▶ To do
Quote the following records verbatim, beginning at the line that contains "Identify each instance of the window glass" and ending after the line that contains "Identify each instance of the gray hoodie", with both lines included.

▶ Listed records
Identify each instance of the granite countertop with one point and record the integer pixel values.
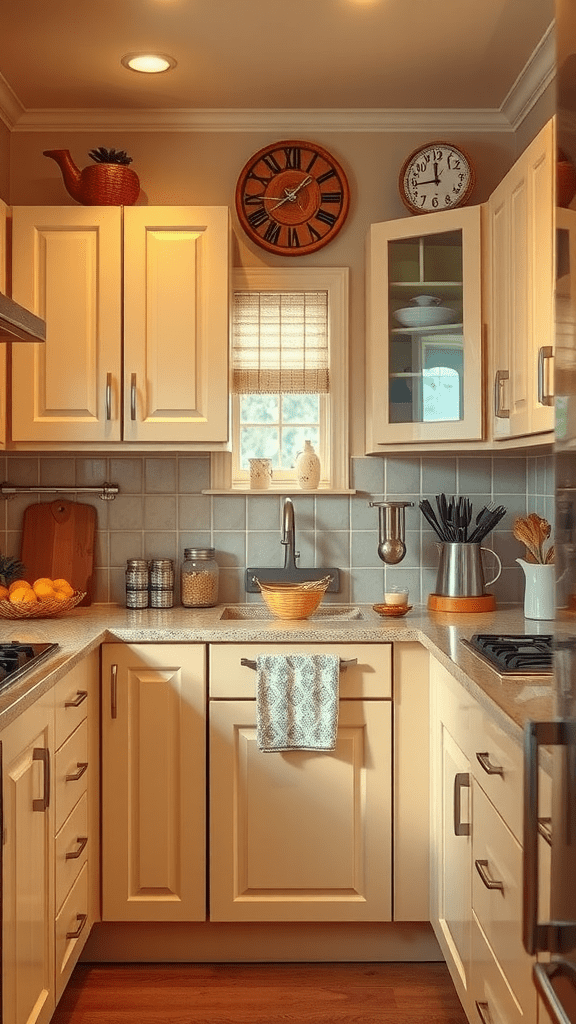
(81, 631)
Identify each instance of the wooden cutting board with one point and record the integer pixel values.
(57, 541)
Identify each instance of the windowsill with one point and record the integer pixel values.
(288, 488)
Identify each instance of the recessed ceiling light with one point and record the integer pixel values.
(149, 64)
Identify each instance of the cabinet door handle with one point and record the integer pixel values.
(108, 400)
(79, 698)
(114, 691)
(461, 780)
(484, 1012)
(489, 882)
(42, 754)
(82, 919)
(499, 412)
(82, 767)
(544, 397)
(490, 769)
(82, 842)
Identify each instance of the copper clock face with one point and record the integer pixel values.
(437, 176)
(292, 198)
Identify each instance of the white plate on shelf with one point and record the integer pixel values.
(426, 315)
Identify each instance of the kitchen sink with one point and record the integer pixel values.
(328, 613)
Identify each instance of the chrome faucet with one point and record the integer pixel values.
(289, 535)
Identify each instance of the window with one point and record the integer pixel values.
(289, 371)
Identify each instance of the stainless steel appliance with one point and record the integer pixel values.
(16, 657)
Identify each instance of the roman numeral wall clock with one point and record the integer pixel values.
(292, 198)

...

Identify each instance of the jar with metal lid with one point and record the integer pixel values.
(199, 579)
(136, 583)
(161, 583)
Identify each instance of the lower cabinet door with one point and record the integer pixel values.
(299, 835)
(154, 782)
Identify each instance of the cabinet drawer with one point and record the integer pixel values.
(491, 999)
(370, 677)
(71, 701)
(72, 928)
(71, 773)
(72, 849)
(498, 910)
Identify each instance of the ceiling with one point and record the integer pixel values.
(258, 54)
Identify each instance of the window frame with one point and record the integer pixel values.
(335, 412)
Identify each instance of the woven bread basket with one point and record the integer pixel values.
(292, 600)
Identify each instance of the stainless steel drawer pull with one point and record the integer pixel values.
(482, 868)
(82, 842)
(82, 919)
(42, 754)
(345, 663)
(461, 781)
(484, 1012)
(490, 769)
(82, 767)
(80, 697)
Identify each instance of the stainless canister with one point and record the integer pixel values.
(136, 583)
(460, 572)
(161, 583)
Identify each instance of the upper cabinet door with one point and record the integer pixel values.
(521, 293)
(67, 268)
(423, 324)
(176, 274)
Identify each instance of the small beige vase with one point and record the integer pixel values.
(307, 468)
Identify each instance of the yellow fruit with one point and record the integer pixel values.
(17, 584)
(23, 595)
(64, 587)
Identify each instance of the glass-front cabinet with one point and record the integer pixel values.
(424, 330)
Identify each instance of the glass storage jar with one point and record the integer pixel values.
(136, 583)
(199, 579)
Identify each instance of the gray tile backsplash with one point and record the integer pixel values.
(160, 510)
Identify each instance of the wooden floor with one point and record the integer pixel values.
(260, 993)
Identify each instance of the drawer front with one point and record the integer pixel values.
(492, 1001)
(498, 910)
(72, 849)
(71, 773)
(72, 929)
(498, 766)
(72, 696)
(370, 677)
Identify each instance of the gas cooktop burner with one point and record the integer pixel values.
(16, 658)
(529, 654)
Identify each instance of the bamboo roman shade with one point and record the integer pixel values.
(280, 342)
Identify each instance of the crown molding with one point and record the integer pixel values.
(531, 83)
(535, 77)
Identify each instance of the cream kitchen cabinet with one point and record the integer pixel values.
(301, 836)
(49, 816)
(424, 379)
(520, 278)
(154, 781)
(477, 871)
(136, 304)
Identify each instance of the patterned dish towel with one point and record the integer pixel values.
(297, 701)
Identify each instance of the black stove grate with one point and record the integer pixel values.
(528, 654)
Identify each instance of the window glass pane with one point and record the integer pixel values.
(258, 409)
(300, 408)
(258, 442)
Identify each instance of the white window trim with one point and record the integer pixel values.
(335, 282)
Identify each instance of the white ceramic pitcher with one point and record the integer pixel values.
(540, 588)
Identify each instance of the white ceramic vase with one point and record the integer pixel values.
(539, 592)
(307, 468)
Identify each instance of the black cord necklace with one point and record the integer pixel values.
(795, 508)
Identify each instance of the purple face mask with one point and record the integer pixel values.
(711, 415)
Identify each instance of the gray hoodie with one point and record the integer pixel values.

▶ Expected answer
Identify each instance of the window glass pane with one point and record the integer pixel values.
(258, 409)
(300, 408)
(258, 442)
Identify each instance of the white window trim with one point and record the integer pixel values.
(335, 282)
Identify each instance of the white ceramic pitcher with one point and record the integer pixel values.
(540, 588)
Identify each instance of the white ceramic vase with one point and record the integer pixel values.
(539, 592)
(307, 468)
Identify each instance of the black cord necklace with one point and record the integer pixel values.
(795, 508)
Identify each instance of the purple face mask with one point and record the integer pixel values.
(711, 415)
Identify each instance of the gray hoodie with one point and record the integer pixel values.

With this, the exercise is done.